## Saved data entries
----------------------------------------
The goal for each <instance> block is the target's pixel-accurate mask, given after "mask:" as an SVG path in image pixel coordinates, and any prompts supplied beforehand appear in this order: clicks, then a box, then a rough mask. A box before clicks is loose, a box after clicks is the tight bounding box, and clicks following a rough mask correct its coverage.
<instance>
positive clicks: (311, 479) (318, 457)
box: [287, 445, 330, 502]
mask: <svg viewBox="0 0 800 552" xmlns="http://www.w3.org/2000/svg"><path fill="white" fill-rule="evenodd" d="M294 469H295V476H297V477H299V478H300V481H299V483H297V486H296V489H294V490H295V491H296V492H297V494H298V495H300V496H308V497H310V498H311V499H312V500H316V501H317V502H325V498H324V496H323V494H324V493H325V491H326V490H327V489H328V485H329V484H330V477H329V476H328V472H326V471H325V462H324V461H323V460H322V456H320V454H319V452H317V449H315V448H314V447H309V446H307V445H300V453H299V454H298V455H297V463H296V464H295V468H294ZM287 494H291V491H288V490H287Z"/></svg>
----------------------------------------
## Your instructions
Which lines in the entries contain the string "clicks"? Locate each one and copy it out in full.

## Expected answer
The goal for each <instance> block is the target's pixel-accurate mask, given after "mask:" as an SVG path in image pixel coordinates, and any prompts supplied beforehand appear in this order: clicks, then a box, then a rough mask. A box before clicks is loose, a box after clicks is the tight bounding box, and clicks following a rough mask correct its coverage.
positive clicks: (311, 479) (318, 457)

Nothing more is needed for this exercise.